**EXERCISE INSTRUCTIONS:**
Leaving every picture out, repeat all of the entries below exactly.

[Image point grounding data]
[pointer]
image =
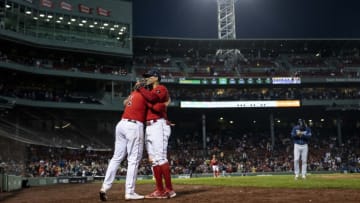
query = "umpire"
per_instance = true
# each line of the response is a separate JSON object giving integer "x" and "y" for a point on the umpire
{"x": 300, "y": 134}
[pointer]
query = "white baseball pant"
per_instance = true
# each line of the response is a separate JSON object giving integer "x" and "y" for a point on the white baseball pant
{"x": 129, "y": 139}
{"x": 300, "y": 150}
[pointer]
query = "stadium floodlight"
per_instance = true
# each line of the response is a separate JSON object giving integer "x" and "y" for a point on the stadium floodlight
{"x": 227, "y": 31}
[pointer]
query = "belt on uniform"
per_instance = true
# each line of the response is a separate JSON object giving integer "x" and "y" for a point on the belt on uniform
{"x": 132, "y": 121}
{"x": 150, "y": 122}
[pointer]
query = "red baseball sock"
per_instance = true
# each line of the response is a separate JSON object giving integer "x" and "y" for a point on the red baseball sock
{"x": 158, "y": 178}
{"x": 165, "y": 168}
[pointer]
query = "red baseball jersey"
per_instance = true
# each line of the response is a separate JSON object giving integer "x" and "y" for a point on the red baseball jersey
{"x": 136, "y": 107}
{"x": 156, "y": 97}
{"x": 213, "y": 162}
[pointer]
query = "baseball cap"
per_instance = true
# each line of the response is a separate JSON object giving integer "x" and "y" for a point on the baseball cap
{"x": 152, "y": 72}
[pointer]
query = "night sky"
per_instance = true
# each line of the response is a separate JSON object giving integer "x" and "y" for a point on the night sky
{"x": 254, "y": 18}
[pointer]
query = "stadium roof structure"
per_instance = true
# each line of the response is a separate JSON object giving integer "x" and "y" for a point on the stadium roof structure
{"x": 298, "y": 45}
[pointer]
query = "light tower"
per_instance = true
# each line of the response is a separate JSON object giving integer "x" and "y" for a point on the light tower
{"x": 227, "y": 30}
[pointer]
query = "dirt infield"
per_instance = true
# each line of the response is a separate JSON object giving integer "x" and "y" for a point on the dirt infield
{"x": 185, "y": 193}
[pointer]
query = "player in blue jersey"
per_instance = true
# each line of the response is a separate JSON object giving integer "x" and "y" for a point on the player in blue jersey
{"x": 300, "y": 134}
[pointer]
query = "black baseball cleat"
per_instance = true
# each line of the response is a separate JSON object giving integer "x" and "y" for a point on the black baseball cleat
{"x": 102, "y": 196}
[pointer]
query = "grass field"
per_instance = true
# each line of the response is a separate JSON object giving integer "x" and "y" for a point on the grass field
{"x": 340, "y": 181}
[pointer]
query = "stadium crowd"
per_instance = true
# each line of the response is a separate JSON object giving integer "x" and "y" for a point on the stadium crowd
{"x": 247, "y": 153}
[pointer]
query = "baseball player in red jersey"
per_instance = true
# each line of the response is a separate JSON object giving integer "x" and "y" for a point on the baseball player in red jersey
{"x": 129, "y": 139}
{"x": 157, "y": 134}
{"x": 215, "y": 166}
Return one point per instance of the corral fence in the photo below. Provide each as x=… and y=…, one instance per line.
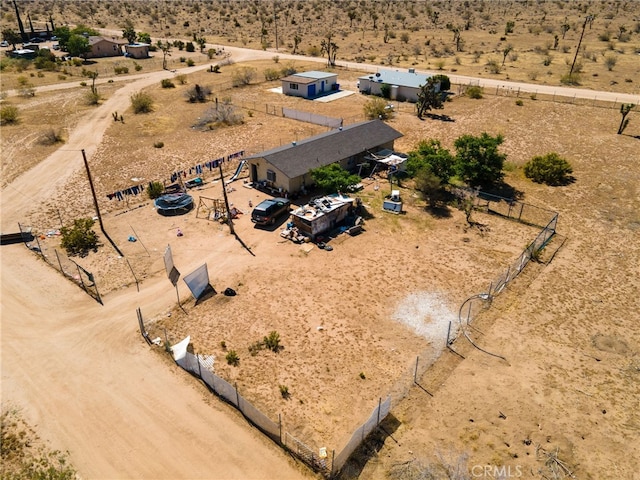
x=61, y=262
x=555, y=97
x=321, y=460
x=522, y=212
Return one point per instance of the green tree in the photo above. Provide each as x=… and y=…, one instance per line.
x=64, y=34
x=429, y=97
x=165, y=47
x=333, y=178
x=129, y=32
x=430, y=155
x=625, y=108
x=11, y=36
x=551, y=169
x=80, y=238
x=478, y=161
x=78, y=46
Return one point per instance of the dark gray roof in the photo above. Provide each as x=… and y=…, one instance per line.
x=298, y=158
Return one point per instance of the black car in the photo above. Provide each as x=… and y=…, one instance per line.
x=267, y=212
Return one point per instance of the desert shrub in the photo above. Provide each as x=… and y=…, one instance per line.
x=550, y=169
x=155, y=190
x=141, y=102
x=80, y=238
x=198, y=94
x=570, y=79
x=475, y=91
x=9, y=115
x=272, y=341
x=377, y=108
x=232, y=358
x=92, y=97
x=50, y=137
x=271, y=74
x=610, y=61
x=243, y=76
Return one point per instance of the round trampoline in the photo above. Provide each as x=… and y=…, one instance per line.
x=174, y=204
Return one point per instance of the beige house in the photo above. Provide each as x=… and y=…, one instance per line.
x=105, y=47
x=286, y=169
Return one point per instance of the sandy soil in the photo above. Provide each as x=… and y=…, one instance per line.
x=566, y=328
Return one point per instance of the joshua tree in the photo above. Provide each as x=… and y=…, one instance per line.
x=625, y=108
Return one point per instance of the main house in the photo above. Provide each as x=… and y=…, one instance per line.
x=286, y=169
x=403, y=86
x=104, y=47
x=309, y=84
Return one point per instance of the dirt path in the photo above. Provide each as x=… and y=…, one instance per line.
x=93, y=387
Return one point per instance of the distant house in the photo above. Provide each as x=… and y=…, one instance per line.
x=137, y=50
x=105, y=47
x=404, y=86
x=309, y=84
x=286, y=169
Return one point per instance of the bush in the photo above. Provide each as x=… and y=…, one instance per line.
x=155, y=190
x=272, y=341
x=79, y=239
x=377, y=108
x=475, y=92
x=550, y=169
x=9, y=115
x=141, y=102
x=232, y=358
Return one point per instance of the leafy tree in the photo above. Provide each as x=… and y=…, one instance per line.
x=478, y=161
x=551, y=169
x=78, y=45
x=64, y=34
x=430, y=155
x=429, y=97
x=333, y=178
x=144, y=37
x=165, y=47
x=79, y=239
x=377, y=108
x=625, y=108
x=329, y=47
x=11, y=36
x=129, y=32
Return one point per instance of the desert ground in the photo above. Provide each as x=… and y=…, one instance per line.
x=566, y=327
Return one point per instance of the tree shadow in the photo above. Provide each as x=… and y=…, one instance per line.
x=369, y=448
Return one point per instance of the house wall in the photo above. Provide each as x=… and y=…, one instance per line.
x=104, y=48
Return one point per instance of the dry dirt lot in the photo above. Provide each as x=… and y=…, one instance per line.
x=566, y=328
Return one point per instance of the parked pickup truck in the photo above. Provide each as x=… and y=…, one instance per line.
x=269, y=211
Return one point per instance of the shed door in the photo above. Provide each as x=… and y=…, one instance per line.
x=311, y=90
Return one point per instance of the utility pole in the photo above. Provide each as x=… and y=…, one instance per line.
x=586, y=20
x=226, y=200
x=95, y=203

**WRITTEN RESPONSE:**
[pointer]
image =
query = "umpire"
per_instance = true
# each line of the response is a separate JSON object giving integer "x" and "y" for a point on the umpire
{"x": 300, "y": 134}
[pointer]
query = "white baseball pant"
per_instance = true
# each line of the response is a separate JSON object giving integer "x" and "y" for a point on the white baseball pant
{"x": 129, "y": 139}
{"x": 300, "y": 150}
[pointer]
query = "stadium floodlight"
per_instance = true
# each line of the response is a separate JSON object giving integer "x" and "y" for a point on the stadium floodlight
{"x": 227, "y": 31}
[pointer]
query = "belt on uniform"
per_instance = true
# each line of the response is a separate JSON object giving integer "x" and "y" for a point on the belt on uniform
{"x": 132, "y": 121}
{"x": 150, "y": 122}
[pointer]
query = "red baseball sock"
per_instance = true
# each line of the response is a separate JSON object giving integer "x" and "y" for a point on the red baseball sock
{"x": 158, "y": 178}
{"x": 165, "y": 168}
[pointer]
query = "red baseball jersey"
per_instance = true
# each line of the response is a separate JSON object giving integer "x" and "y" for a point on the red baseball jersey
{"x": 136, "y": 107}
{"x": 156, "y": 97}
{"x": 213, "y": 162}
[pointer]
query = "baseball cap"
per_instance = true
# each line of the response is a separate JSON object giving integer "x" and "y" for a point on the baseball cap
{"x": 152, "y": 72}
[pointer]
query = "night sky"
per_instance = true
# each line of the response is a separate JSON object giving integer "x" and "y" for a point on the night sky
{"x": 254, "y": 18}
[pointer]
query = "stadium roof structure"
per_instance = true
# each line of the response is a separate JSON object giving integer "x" and "y" for a point on the stadium roof structure
{"x": 298, "y": 45}
[pointer]
query = "light tower"
per_instance = true
# each line of the response is a separate JSON object giving integer "x" and "y" for a point on the light tower
{"x": 227, "y": 30}
[pointer]
query = "dirt infield"
per_instance = true
# each line of the response is a separate JSON object giving integer "x" and "y" for a point on the dirt infield
{"x": 185, "y": 193}
[pointer]
query = "player in blue jersey"
per_instance = true
# each line of the response is a separate JSON object giving integer "x" and "y" for a point on the player in blue jersey
{"x": 300, "y": 134}
[pointer]
query = "black baseball cleat"
per_instance = true
# each line of the response is a separate JSON object giving integer "x" and "y" for a point on the black baseball cleat
{"x": 102, "y": 196}
[pointer]
query = "grass field"
per_instance = true
# each line of the response is a separate JSON object giving integer "x" and "y" for a point on the grass field
{"x": 340, "y": 181}
[pointer]
query = "stadium crowd"
per_instance = true
# each line of the response is a separate JSON object giving integer "x" and "y" for a point on the stadium crowd
{"x": 247, "y": 153}
[pointer]
query = "baseball player in red jersey"
per_instance = true
# each line of the response is a separate JSON object giving integer "x" and "y" for a point on the baseball player in red jersey
{"x": 129, "y": 139}
{"x": 157, "y": 134}
{"x": 215, "y": 166}
Return one point per instance of the corral fence in the photo below. Provide each as x=… and y=…, one instance per line.
x=61, y=262
x=555, y=97
x=321, y=460
x=522, y=212
Return one point per instance of the green tree in the photo above. Provide each as x=… and y=…, one instance per line.
x=64, y=34
x=429, y=97
x=165, y=47
x=333, y=178
x=129, y=32
x=430, y=155
x=625, y=108
x=11, y=36
x=551, y=169
x=80, y=238
x=478, y=161
x=78, y=46
Return one point per instance of the dark gray roof in the photo above. Provide each as x=… and y=…, one instance per line.
x=298, y=158
Return one point per instance of the black car in the photo above. Provide each as x=… and y=…, one instance per line.
x=267, y=212
Return one point per instance of the desert shrub in the photo above. Provide each as x=… and y=…, one instance per line.
x=550, y=169
x=155, y=190
x=141, y=102
x=80, y=238
x=198, y=94
x=570, y=79
x=475, y=91
x=9, y=115
x=272, y=341
x=377, y=108
x=232, y=358
x=92, y=97
x=50, y=137
x=271, y=74
x=610, y=61
x=243, y=76
Return one point per instance of the round trampoline in the photo above. Provide each as x=… and y=…, one instance per line.
x=174, y=204
Return one point per instance of the beige house in the photo above. Provide each as x=… and y=…, one instance per line.
x=105, y=47
x=286, y=169
Return one point per instance of the sandy soil in the photo above. Provide each as x=… and y=…, one instance per line.
x=566, y=328
Return one point per instance of the joshua tree in the photo above. Provide each as x=… and y=…, one instance per line.
x=625, y=108
Return one point per instance of the main house in the photo above. Provide each as x=… and y=…, one instance per line.
x=286, y=169
x=403, y=86
x=104, y=47
x=309, y=84
Return one point per instance of the dirt path in the photo above. Provide each as x=… and y=…, one instance per line.
x=93, y=387
Return one point per instance of the distant house in the photo above. Provide each as x=… and y=…, one instance per line.
x=137, y=50
x=105, y=47
x=404, y=86
x=309, y=84
x=286, y=169
Return one point per instance of the bush in the photo above. Provide each as x=… and y=…, one instance per line.
x=155, y=190
x=272, y=341
x=79, y=239
x=377, y=108
x=475, y=92
x=550, y=169
x=9, y=115
x=141, y=102
x=232, y=358
Return one point per instance of the leafy tree in the photo above. Provide each as x=… and y=…, one instance per line.
x=478, y=161
x=551, y=169
x=78, y=45
x=64, y=34
x=430, y=155
x=429, y=97
x=333, y=178
x=144, y=37
x=165, y=47
x=79, y=239
x=377, y=108
x=625, y=108
x=329, y=47
x=11, y=36
x=129, y=32
Return one point per instance of the desert ground in the photo above. Provide each as x=… and y=…, one instance per line.
x=566, y=327
Return one point per instance of the tree shadow in the photo above. Provide each as x=… and y=…, one instance per line.
x=369, y=448
Return one point per instance of the house wall in the photo above. Provide each as x=… and y=…, one instance per line.
x=104, y=48
Return one point per instance of the dry dirt lot in the photo above. Provide each as x=… and y=…, one instance per line.
x=566, y=328
Return one point per instance of the parked pickup truck in the photo above. Provide each as x=… and y=…, one instance per line.
x=269, y=211
Return one point per instance of the shed door in the photo above. Provide each as x=… and y=…, one instance per line.
x=311, y=90
Return one point per instance of the utility pole in the photo above. Provide each as x=… and y=…, one instance per line.
x=586, y=20
x=226, y=200
x=95, y=203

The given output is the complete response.